Exercise objective>
Please count how many lines in the records below contain the word "green" and reply with that number alone.

Data shown>
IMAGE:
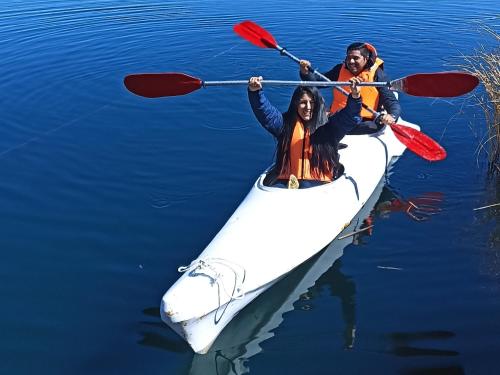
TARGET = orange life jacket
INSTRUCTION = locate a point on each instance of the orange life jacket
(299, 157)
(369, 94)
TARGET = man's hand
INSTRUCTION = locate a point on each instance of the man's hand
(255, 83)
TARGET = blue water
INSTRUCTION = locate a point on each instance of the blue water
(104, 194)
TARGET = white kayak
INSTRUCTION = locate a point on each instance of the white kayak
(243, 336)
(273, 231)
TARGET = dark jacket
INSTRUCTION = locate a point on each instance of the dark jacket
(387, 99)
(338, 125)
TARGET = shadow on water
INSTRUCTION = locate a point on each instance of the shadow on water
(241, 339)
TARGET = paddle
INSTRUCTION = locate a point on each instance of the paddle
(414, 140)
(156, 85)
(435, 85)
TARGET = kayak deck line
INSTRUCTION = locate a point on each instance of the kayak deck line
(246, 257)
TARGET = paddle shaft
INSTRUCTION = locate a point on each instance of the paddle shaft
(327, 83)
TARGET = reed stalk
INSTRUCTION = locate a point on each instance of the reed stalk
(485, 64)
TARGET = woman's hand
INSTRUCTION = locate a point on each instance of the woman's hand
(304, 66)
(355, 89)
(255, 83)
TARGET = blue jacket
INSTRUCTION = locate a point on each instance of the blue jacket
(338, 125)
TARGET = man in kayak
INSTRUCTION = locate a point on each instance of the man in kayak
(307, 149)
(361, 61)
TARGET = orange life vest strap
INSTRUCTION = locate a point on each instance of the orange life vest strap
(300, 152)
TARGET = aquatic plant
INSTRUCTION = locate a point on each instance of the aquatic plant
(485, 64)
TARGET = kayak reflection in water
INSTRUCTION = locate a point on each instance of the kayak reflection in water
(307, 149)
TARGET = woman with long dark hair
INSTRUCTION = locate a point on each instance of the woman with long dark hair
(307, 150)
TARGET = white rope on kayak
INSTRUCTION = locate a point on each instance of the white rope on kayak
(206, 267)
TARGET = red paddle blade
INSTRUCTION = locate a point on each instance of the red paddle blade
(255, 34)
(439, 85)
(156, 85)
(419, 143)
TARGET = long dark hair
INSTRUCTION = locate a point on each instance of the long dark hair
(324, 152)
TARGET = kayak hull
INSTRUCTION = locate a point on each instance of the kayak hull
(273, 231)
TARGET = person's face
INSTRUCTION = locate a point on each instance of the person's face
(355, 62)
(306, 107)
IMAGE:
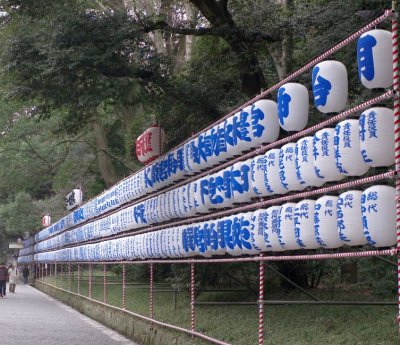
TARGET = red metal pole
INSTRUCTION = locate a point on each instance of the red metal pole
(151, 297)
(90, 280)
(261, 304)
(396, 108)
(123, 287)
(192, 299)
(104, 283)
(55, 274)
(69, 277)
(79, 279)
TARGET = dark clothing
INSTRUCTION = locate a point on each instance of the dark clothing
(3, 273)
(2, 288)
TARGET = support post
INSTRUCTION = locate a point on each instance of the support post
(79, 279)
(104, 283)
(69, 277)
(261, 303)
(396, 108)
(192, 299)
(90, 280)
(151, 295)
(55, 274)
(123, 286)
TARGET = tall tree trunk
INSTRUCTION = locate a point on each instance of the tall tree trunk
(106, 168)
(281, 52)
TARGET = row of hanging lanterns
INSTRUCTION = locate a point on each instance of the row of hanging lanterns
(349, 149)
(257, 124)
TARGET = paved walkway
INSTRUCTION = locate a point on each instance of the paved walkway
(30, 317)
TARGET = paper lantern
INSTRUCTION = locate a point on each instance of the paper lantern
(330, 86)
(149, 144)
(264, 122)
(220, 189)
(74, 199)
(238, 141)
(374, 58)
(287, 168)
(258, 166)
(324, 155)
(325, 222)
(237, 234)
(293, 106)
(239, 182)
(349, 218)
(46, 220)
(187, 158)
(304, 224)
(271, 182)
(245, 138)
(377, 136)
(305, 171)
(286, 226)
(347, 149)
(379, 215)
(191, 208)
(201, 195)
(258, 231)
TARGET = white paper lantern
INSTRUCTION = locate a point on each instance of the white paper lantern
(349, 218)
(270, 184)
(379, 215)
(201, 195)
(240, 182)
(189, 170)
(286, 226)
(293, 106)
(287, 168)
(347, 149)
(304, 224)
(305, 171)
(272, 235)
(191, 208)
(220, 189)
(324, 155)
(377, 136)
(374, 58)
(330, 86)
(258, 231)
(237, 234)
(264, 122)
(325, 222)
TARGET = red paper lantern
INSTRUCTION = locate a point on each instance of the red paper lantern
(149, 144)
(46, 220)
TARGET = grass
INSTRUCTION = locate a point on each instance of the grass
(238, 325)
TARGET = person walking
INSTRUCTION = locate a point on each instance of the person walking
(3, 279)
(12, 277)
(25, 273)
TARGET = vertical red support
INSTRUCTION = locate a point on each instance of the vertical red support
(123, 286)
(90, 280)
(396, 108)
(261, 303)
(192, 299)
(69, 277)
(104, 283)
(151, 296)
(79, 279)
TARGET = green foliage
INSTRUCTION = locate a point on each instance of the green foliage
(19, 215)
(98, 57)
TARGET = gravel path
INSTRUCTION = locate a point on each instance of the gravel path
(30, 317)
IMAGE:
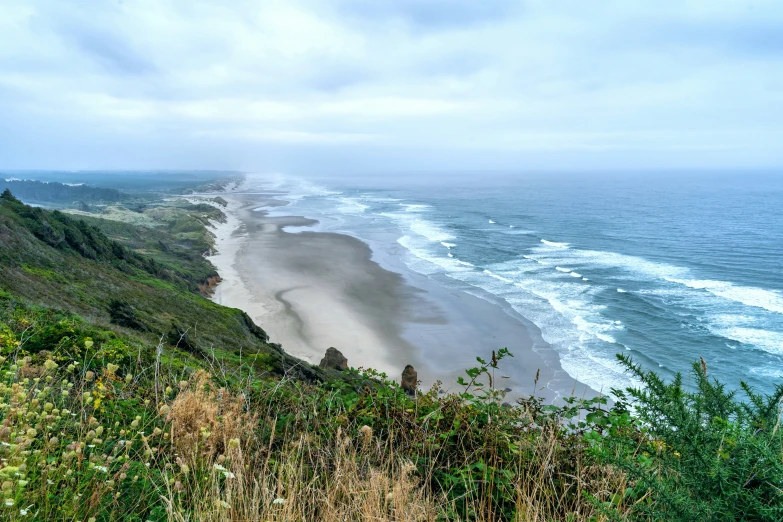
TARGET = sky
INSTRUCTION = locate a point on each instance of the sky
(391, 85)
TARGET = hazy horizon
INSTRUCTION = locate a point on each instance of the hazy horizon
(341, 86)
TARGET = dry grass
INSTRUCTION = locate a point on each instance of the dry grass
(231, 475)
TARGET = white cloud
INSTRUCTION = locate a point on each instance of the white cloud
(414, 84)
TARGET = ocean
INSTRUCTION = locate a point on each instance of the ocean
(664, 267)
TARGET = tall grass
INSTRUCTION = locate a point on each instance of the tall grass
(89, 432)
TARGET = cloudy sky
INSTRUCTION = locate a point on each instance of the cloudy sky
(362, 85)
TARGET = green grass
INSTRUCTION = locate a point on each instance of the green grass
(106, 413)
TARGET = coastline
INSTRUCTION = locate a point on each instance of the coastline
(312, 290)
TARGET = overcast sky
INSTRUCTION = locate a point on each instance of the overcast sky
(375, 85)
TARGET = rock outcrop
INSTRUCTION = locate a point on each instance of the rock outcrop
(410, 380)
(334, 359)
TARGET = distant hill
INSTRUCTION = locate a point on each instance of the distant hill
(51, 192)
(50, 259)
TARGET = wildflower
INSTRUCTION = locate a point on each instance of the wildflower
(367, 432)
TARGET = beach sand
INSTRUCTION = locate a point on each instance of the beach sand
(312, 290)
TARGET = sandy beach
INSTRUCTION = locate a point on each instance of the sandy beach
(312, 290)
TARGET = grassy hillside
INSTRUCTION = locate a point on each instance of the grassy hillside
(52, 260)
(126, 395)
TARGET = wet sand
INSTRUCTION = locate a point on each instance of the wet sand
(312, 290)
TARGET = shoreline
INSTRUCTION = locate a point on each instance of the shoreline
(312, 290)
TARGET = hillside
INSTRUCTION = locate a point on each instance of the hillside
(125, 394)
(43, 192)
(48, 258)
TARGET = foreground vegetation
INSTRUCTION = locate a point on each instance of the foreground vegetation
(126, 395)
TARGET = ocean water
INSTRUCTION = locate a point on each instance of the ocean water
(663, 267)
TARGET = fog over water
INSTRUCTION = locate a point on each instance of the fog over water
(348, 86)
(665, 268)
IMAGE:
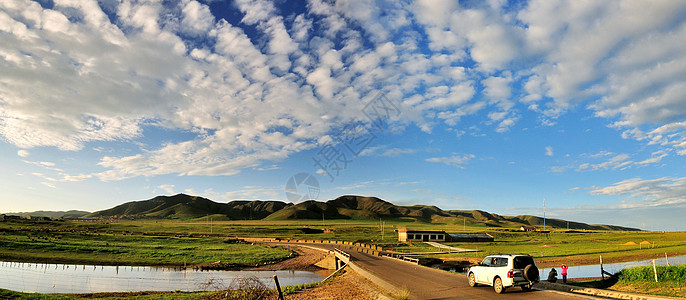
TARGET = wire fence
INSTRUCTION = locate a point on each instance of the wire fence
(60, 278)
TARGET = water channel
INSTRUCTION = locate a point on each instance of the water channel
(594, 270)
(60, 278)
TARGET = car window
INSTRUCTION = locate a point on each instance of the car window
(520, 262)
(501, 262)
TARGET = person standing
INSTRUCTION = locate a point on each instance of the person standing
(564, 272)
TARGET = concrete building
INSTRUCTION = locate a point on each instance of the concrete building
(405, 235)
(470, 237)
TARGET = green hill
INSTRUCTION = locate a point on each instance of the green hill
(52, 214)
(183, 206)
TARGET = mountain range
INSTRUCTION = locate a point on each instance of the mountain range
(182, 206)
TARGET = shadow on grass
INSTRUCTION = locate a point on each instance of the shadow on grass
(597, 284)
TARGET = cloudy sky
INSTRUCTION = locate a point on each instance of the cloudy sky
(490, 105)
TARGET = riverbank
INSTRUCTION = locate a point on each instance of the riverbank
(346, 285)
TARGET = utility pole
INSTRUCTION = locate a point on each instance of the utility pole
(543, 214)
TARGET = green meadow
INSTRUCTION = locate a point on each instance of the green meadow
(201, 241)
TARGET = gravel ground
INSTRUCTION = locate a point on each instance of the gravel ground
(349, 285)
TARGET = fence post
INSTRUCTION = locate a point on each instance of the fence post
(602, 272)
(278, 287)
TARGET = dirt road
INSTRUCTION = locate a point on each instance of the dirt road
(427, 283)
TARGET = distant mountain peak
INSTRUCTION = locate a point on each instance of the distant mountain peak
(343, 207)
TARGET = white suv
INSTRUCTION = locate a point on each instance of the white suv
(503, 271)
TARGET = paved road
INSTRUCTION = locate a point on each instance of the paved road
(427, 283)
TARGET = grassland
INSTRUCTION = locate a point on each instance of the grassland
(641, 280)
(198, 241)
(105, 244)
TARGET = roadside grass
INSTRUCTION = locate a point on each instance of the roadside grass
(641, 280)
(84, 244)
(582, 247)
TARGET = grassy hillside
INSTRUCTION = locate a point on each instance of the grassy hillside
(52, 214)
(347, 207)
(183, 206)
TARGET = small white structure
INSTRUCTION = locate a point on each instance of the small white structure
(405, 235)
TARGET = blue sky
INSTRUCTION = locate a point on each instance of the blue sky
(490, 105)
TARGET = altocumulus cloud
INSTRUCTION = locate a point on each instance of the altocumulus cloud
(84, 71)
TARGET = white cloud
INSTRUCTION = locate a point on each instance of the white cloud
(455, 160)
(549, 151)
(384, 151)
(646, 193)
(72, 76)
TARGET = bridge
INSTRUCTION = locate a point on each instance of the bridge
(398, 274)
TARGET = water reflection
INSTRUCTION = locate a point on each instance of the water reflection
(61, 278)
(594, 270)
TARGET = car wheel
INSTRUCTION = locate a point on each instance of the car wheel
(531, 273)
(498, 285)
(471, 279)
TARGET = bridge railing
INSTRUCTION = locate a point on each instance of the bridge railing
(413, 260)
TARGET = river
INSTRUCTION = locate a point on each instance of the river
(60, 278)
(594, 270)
...
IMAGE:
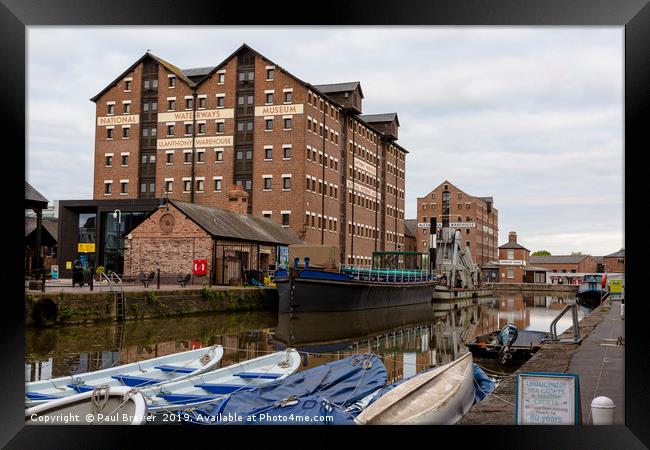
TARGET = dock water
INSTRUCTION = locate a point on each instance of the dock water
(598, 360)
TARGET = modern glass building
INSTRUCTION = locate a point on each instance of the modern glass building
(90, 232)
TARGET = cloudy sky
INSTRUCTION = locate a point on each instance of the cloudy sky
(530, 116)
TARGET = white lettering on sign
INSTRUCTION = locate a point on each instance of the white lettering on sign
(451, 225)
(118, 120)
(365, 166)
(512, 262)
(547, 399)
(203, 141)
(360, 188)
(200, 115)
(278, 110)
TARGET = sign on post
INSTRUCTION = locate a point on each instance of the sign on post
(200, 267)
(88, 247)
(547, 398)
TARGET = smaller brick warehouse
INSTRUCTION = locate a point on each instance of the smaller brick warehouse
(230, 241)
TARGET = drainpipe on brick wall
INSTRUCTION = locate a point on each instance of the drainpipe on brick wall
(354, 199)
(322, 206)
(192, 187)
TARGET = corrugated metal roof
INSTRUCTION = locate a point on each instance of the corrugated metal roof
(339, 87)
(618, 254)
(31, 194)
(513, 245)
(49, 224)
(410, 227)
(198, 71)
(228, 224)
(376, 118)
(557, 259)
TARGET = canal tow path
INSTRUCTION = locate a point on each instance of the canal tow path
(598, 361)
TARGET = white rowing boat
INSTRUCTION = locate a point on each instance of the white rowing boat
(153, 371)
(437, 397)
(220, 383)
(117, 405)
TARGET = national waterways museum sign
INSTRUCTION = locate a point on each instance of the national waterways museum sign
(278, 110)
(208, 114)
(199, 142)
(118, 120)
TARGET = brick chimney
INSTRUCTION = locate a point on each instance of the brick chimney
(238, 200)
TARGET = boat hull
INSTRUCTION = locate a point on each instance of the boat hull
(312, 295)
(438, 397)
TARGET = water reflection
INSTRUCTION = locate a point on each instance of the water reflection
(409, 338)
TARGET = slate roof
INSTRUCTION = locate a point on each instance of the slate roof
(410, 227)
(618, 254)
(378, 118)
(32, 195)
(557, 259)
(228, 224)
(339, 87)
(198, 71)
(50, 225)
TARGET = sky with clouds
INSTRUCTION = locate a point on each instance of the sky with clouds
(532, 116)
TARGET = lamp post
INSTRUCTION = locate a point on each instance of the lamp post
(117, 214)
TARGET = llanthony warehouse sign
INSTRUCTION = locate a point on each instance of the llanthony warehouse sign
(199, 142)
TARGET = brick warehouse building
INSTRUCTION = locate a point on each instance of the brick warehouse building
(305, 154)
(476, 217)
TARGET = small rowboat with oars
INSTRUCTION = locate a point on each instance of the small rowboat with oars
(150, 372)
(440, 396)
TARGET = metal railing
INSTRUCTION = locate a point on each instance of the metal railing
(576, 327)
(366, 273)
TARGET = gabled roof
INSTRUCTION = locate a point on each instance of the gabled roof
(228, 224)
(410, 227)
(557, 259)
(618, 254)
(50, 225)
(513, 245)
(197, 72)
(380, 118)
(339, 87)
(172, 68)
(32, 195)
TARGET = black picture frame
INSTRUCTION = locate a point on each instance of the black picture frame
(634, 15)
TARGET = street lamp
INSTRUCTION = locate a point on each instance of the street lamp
* * *
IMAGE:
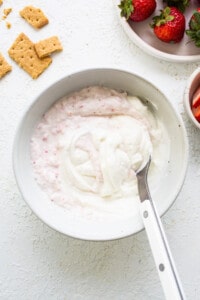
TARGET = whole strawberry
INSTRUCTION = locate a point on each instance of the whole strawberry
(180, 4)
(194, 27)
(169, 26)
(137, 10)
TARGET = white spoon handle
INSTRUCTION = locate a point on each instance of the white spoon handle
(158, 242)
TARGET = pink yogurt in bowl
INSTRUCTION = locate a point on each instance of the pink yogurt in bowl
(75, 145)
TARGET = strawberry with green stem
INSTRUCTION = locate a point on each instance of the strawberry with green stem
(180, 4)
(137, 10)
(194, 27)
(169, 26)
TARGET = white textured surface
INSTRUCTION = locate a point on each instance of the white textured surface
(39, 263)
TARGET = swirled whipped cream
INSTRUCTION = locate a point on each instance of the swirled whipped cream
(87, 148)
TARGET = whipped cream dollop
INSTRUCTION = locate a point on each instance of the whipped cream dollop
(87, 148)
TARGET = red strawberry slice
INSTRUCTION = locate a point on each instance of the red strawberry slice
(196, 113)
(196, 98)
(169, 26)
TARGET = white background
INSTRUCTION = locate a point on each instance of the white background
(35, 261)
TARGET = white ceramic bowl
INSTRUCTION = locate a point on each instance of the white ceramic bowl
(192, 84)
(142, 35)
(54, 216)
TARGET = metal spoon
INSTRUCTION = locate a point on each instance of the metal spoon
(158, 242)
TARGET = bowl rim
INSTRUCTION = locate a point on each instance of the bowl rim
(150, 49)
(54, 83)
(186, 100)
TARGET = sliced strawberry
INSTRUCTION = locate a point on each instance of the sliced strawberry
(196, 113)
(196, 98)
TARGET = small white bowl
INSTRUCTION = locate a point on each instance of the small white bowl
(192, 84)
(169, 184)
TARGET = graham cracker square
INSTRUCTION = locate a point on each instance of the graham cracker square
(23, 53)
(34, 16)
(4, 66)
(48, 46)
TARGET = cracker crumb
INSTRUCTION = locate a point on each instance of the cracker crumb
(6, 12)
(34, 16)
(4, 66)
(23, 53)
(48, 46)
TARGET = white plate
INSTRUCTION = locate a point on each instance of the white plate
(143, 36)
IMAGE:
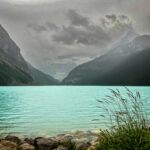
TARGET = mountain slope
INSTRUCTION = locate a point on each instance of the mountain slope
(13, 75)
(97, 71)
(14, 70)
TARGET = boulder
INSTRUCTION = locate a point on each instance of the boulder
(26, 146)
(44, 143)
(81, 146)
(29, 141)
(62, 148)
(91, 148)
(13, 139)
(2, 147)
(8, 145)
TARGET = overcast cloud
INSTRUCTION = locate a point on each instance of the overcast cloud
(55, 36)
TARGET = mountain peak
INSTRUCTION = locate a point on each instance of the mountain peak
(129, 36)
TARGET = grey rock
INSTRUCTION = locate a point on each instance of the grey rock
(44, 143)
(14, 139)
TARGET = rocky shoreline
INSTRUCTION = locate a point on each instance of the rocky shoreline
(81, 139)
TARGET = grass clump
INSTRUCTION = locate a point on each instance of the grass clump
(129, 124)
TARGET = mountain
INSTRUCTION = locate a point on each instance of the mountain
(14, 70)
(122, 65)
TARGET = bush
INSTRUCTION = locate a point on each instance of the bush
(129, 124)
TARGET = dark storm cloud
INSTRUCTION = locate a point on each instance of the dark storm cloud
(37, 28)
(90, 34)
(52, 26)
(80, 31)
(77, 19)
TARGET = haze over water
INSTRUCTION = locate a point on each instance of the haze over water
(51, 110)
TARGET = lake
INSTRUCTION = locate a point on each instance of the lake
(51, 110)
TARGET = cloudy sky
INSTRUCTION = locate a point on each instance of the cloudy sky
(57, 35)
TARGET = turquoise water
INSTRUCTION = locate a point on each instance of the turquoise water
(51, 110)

Exercise output>
10